▸ **What to do**:
Print everything from the line containing "In the photo above, where can the small" down to the line containing "column 48, row 219" in the records below, both lines included, with each line unchanged.

▸ **Data extract**:
----

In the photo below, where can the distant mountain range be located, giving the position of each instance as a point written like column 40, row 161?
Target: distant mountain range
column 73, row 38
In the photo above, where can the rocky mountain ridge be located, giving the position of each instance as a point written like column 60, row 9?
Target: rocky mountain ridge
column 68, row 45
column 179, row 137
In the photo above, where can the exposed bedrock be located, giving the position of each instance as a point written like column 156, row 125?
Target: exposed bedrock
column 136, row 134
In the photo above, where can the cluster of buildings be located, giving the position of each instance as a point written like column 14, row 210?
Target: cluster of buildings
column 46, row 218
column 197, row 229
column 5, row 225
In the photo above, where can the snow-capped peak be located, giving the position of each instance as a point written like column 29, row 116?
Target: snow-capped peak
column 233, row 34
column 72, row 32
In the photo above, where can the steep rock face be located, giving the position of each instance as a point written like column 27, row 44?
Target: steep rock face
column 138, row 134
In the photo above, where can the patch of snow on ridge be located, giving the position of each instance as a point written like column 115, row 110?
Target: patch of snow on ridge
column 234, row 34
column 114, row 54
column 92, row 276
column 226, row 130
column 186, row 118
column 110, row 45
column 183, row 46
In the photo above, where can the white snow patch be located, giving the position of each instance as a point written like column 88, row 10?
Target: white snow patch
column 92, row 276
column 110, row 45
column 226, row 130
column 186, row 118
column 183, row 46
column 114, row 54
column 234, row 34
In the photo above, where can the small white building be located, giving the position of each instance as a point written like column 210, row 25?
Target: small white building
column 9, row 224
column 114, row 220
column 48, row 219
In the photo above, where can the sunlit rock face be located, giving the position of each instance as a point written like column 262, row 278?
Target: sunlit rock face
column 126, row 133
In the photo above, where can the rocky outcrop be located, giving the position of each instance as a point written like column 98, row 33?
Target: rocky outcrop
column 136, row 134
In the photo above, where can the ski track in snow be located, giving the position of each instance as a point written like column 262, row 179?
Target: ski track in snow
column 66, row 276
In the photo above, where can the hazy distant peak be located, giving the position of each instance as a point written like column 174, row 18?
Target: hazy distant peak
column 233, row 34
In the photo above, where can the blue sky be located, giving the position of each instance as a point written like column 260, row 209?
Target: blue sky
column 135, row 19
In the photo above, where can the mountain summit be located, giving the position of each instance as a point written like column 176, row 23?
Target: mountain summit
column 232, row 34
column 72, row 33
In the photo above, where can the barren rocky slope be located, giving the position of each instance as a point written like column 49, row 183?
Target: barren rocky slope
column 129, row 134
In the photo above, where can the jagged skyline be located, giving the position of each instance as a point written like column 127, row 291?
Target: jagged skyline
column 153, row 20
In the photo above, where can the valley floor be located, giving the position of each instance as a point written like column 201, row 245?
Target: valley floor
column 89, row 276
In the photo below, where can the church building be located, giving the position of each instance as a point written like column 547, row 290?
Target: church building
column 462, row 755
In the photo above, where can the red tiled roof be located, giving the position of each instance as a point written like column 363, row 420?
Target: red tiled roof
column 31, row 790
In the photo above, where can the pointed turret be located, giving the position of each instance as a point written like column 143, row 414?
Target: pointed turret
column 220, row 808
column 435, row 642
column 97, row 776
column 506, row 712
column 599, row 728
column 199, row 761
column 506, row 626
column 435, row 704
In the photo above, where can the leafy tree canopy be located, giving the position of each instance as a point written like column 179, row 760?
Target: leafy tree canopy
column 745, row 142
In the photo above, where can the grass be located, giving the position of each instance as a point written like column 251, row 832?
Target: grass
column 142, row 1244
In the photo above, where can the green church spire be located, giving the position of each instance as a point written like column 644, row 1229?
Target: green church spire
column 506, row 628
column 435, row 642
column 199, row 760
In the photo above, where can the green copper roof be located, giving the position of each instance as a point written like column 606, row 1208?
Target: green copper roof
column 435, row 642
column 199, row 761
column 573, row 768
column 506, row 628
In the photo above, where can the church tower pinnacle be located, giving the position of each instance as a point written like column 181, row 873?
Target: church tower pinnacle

----

▸ **The output**:
In the photo above, where can the small white building be located, giving the position of each instance as a point written like column 210, row 25?
Target: small white building
column 9, row 224
column 114, row 220
column 48, row 219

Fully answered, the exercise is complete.